**Challenge**
Copy out the listing below word for word, leaving out the pictures.

'''

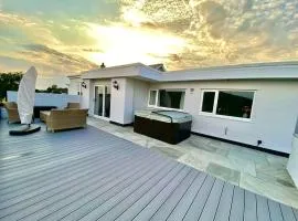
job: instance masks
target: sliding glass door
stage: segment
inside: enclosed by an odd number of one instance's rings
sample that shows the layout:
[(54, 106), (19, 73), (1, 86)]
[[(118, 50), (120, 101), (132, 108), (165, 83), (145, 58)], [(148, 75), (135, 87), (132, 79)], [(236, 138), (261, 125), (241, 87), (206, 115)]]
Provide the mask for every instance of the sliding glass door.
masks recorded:
[(110, 86), (96, 85), (94, 87), (94, 115), (109, 118), (110, 114)]

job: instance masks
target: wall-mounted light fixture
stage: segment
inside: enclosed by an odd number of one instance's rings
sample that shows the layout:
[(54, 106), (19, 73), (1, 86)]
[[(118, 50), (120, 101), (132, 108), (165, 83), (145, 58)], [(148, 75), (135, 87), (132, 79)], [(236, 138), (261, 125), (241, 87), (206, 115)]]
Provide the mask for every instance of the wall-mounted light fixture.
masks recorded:
[(81, 86), (84, 87), (84, 88), (87, 88), (87, 84), (85, 82), (82, 82)]
[(113, 87), (115, 88), (115, 90), (119, 90), (119, 84), (118, 84), (118, 82), (117, 81), (114, 81), (113, 82)]

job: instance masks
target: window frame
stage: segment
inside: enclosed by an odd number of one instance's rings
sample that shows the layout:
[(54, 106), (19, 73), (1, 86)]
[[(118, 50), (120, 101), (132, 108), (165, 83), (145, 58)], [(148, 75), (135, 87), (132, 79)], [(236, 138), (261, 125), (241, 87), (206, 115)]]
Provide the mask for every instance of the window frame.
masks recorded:
[[(178, 108), (171, 108), (171, 107), (161, 107), (158, 105), (158, 101), (159, 101), (159, 91), (160, 90), (177, 90), (177, 91), (180, 91), (180, 92), (184, 92), (184, 103), (183, 103), (183, 108), (182, 109), (178, 109)], [(156, 96), (156, 104), (155, 105), (150, 105), (150, 92), (151, 91), (156, 91), (157, 92), (157, 96)], [(158, 90), (149, 90), (149, 93), (148, 93), (148, 107), (153, 107), (153, 108), (159, 108), (159, 109), (168, 109), (168, 110), (178, 110), (178, 112), (184, 112), (184, 105), (185, 105), (185, 96), (187, 96), (187, 90), (184, 88), (158, 88)]]
[[(157, 92), (156, 93), (156, 102), (155, 102), (153, 105), (150, 104), (151, 92)], [(149, 93), (148, 93), (148, 107), (156, 107), (157, 106), (157, 101), (158, 101), (158, 90), (149, 90)]]
[[(203, 99), (204, 99), (204, 93), (205, 92), (215, 92), (214, 104), (213, 104), (212, 113), (210, 113), (210, 112), (203, 112), (202, 110)], [(254, 96), (253, 96), (252, 112), (251, 112), (249, 118), (225, 116), (225, 115), (216, 114), (220, 92), (253, 92), (254, 93)], [(201, 101), (200, 101), (200, 110), (199, 110), (199, 114), (200, 115), (203, 115), (203, 116), (217, 117), (217, 118), (224, 118), (224, 119), (233, 119), (233, 120), (240, 120), (240, 122), (252, 122), (253, 114), (254, 114), (255, 98), (256, 98), (256, 90), (235, 90), (235, 88), (233, 88), (233, 90), (232, 88), (225, 88), (225, 90), (201, 90)]]

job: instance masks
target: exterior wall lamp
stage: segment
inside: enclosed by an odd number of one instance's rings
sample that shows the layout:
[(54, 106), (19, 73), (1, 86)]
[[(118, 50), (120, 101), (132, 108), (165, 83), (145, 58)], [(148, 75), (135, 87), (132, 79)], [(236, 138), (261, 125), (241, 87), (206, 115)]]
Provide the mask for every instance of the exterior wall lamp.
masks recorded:
[(87, 88), (87, 84), (85, 82), (82, 82), (81, 86), (84, 87), (85, 90)]
[(113, 87), (118, 91), (119, 90), (119, 83), (117, 81), (114, 81), (113, 82)]

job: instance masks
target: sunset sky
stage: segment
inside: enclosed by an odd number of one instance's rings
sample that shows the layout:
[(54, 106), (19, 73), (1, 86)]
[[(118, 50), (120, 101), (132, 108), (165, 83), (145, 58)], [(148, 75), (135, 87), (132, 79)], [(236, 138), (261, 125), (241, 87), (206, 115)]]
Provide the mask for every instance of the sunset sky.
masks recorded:
[[(297, 0), (0, 0), (0, 71), (297, 61)], [(65, 78), (64, 78), (65, 80)]]

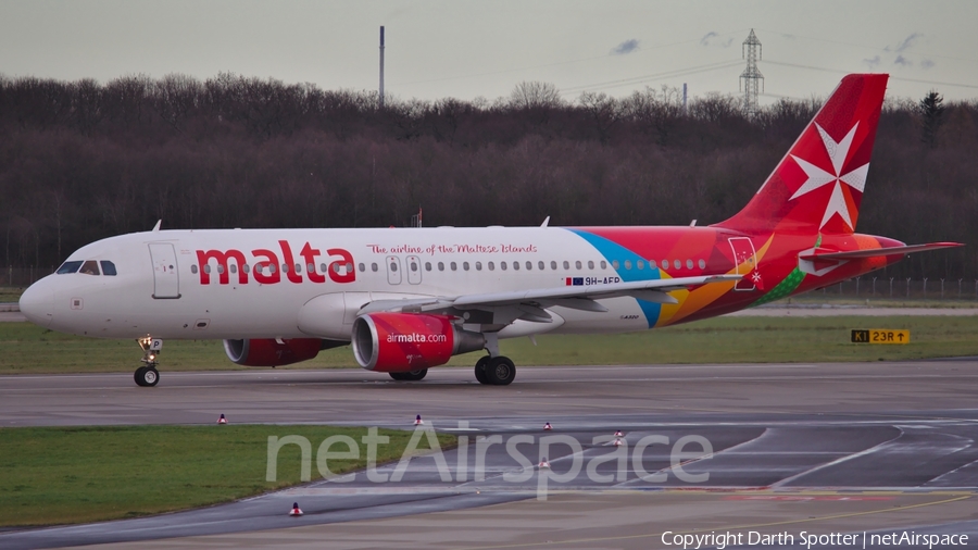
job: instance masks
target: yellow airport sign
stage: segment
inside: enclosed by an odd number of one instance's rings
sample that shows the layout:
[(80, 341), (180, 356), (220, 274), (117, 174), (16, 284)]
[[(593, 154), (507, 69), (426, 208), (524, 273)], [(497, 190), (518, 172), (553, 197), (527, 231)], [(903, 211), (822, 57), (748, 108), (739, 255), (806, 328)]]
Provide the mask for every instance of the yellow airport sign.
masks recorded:
[(902, 328), (854, 328), (853, 343), (910, 343), (910, 330)]

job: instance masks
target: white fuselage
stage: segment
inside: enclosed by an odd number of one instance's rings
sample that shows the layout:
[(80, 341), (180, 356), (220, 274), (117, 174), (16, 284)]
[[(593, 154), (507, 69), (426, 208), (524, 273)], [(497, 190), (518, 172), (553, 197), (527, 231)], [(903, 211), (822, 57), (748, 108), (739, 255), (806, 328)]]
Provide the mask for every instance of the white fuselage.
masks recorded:
[[(68, 258), (111, 261), (116, 275), (54, 274), (25, 298), (45, 312), (33, 321), (86, 336), (348, 340), (366, 302), (602, 285), (620, 280), (613, 260), (559, 227), (148, 232), (103, 239)], [(698, 265), (684, 275), (729, 268)], [(650, 267), (641, 276), (661, 274)], [(607, 312), (552, 308), (553, 322), (517, 321), (500, 336), (655, 323), (634, 298), (601, 303)]]

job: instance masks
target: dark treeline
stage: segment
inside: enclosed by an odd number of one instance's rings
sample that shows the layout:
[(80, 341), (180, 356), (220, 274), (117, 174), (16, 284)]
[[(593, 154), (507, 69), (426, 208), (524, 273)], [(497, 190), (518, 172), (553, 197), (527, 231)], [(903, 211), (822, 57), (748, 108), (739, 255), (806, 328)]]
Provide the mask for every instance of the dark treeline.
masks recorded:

'''

**Solution to this exercise**
job: instance masks
target: sliding glass door
stage: segment
inside: enclosed by an odd number of one instance's rings
sample that shows the layout:
[(54, 106), (19, 73), (1, 86)]
[[(118, 50), (120, 101), (132, 108), (165, 83), (145, 58)], [(148, 75), (135, 87), (132, 79)], [(236, 138), (261, 125), (241, 87), (206, 115)]]
Provide the mask for every instance of the sliding glass door.
masks recorded:
[(110, 86), (96, 85), (94, 87), (94, 115), (109, 118), (110, 114)]

job: instance masks
target: wall-mounted light fixture
stage: segment
inside: enclosed by an odd number of one instance's rings
sample that shows the layout:
[(54, 106), (19, 73), (1, 86)]
[[(118, 50), (120, 101), (132, 108), (165, 83), (145, 58)], [(148, 75), (135, 87), (132, 79)], [(236, 138), (261, 125), (241, 87), (206, 115)]]
Provide the mask for every instance of the wall-mounted light fixture.
masks recorded:
[(81, 86), (84, 87), (84, 88), (87, 88), (87, 84), (85, 82), (82, 82)]
[(113, 87), (115, 88), (115, 90), (119, 90), (119, 84), (118, 84), (118, 82), (117, 81), (114, 81), (113, 82)]

job: instance masks
target: window frame
stage: segment
inside: enclosed by an odd number of one instance's rings
sample that shows the layout:
[(54, 106), (19, 73), (1, 86)]
[[(118, 50), (120, 101), (132, 108), (165, 83), (145, 58)], [(148, 75), (135, 87), (132, 79)], [(236, 138), (261, 125), (241, 87), (206, 115)]]
Provide the mask for every instance of the window frame.
masks recorded:
[[(178, 108), (171, 108), (171, 107), (161, 107), (158, 105), (158, 101), (159, 101), (159, 91), (160, 90), (177, 90), (177, 91), (180, 91), (180, 92), (184, 92), (184, 103), (183, 103), (183, 108), (182, 109), (178, 109)], [(156, 96), (156, 104), (155, 105), (150, 105), (150, 92), (151, 91), (156, 91), (157, 92), (157, 96)], [(158, 90), (149, 90), (149, 93), (148, 93), (148, 107), (153, 107), (153, 108), (159, 108), (159, 109), (168, 109), (168, 110), (178, 110), (178, 112), (184, 112), (184, 105), (185, 105), (185, 96), (187, 96), (187, 90), (184, 88), (158, 88)]]
[[(157, 92), (156, 93), (156, 102), (155, 102), (153, 105), (150, 104), (151, 92)], [(149, 93), (148, 93), (148, 107), (156, 107), (157, 106), (157, 101), (158, 101), (158, 90), (149, 90)]]
[[(203, 99), (204, 99), (204, 93), (205, 92), (215, 92), (214, 104), (213, 104), (212, 113), (210, 113), (210, 112), (203, 112), (202, 110)], [(254, 96), (253, 96), (252, 112), (251, 112), (249, 118), (225, 116), (225, 115), (216, 114), (220, 92), (253, 92), (254, 93)], [(201, 101), (200, 101), (200, 110), (199, 110), (199, 114), (200, 115), (203, 115), (203, 116), (217, 117), (217, 118), (224, 118), (224, 119), (233, 119), (233, 120), (240, 120), (240, 122), (252, 122), (253, 114), (254, 114), (255, 98), (256, 98), (256, 90), (235, 90), (235, 88), (233, 88), (233, 90), (232, 88), (225, 88), (225, 90), (201, 90)]]

job: instance masks
target: exterior wall lamp
stage: segment
inside: enclosed by an odd number of one instance's rings
sample that shows the layout:
[(54, 106), (19, 73), (1, 86)]
[[(118, 50), (120, 101), (132, 108), (165, 83), (145, 58)], [(148, 75), (135, 87), (132, 79)], [(236, 138), (261, 125), (241, 87), (206, 115)]]
Provide the mask for every instance of the exterior wall lamp.
masks recorded:
[(87, 88), (87, 84), (85, 82), (82, 82), (81, 86), (84, 87), (85, 90)]
[(113, 87), (118, 91), (119, 90), (119, 83), (117, 81), (114, 81), (113, 82)]

job: instance masks
target: sunset sky
stage: segment
inside: enclosed by an odd number of one instance's rings
sample that shows the layout:
[(54, 106), (19, 73), (1, 86)]
[[(118, 50), (120, 101), (132, 108), (165, 83), (145, 58)], [(148, 75), (135, 87), (132, 79)], [(236, 138), (261, 125), (241, 87), (206, 115)]]
Provide the mask for every instance of the sunset sky.
masks recorded:
[[(297, 0), (0, 0), (0, 71), (297, 61)], [(65, 78), (64, 78), (65, 80)]]

job: instance masks
target: yellow airport sign
stage: segment
inside: enclosed by an odd number of one instance's rings
sample that shows the layout:
[(80, 341), (180, 356), (220, 274), (117, 174), (16, 284)]
[[(593, 154), (507, 69), (426, 208), (524, 273)], [(497, 190), (518, 172), (553, 197), (527, 231)], [(903, 211), (822, 57), (748, 108), (739, 255), (806, 328)]]
Provide the mask for every instance of the yellow airport sign.
masks recorded:
[(902, 328), (854, 328), (853, 343), (910, 343), (910, 330)]

job: instance masks
target: white fuselage
stage: segment
inside: enclosed by an odd number of one instance's rings
sample that shows the layout:
[(80, 341), (180, 356), (220, 274), (117, 174), (16, 284)]
[[(593, 154), (507, 69), (426, 208), (524, 273)], [(497, 190), (518, 172), (553, 197), (527, 231)], [(903, 211), (822, 57), (748, 108), (739, 255), (806, 328)]]
Provide the mask for every instance of the white fuselage.
masks recorded:
[[(68, 258), (111, 261), (116, 275), (54, 274), (25, 298), (45, 312), (33, 321), (86, 336), (348, 340), (366, 302), (602, 285), (620, 280), (613, 260), (559, 227), (148, 232), (103, 239)], [(698, 265), (684, 275), (729, 268)], [(650, 267), (641, 276), (661, 274)], [(607, 312), (552, 308), (553, 322), (517, 321), (500, 336), (655, 323), (634, 298), (601, 303)]]

job: instance masks
target: dark treeline
stage: segment
inside: enclosed by an odd number of one instance's rings
sample that shows the layout:
[(80, 341), (180, 356), (220, 274), (117, 174), (16, 284)]
[[(593, 154), (507, 69), (426, 208), (524, 273)], [(497, 190), (518, 172), (553, 197), (527, 231)], [(903, 211), (822, 57), (748, 108), (739, 255), (806, 328)]]
Provide the mask for every instance of the dark treeline.
masks recorded:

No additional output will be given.